[START OF Extracted records]

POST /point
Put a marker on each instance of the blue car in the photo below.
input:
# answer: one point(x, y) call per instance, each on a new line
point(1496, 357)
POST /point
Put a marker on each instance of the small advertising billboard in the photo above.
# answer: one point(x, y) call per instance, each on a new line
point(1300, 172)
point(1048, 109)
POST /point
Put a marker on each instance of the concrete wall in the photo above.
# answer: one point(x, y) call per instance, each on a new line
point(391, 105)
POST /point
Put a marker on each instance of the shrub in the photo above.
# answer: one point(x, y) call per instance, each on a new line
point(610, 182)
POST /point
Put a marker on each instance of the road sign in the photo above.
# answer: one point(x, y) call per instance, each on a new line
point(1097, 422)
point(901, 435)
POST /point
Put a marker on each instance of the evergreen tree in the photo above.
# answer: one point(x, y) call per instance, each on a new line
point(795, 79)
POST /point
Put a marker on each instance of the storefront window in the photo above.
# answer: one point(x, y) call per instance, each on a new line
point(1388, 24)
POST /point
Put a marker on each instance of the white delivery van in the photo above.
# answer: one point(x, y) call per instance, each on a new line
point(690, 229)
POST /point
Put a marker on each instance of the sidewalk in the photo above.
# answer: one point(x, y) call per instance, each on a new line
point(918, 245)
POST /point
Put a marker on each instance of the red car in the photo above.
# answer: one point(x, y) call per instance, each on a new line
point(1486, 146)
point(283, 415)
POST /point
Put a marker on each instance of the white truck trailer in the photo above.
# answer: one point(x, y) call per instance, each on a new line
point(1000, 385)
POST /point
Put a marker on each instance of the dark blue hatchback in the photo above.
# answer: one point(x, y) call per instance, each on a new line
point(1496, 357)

[END OF Extracted records]

Write out the entries in full, exactly as given.

POST /point
Put a marker on each instance of the blue car in the photo below.
input:
# answer: one point(x, y) call per instance, each on a new line
point(1496, 357)
POST /point
Put a marker on each instance of the small advertising billboard in the photo above.
# answer: one point(x, y) call per instance, each on a new line
point(1300, 172)
point(1048, 109)
POST /point
Put a marker on each instance of the concrete wall in the photo above.
# answer: one point(x, y) call per instance, each on a new line
point(391, 105)
POST /point
Put a marker on each instance of the shrub in the photo above.
# answer: one point(x, y) call per instance, each on a new line
point(610, 182)
POST /point
Put a marker on each instance of the road sign in the photo above.
# answer: one point(x, y) call per instance, each on a new line
point(1097, 422)
point(901, 435)
POST /point
Put a marker on each instance of the evergreen tree in the photo above.
# answer: one point(x, y) call per instance, each on a new line
point(795, 79)
POST /point
Put a marker on each instance of the storefront window in the photo above.
# answer: one point(x, y) call per instance, each on a new line
point(1388, 24)
POST /point
Put a marker on each instance of the white delivery van in the photo above.
# answer: one point(x, y) call per instance, each on a new line
point(690, 229)
POST /point
Put a marker on each instance of the sidewalk in the photo above.
# answer: one point(x, y) call per instance, each on a new line
point(918, 245)
POST /point
Put a marker on each instance of the red car in the photo above.
# answer: one point(x, y) call per instance, each on a new line
point(1486, 146)
point(283, 415)
POST /point
Put a marker on each instance of the white truck trailer in the photo above.
# answer: one point(x, y) call per instance, each on a new line
point(1000, 385)
POST /point
Put a marker on each instance of the dark blue hatchback in the photo above.
# answer: one point(x, y) call per instance, each on a new line
point(1496, 357)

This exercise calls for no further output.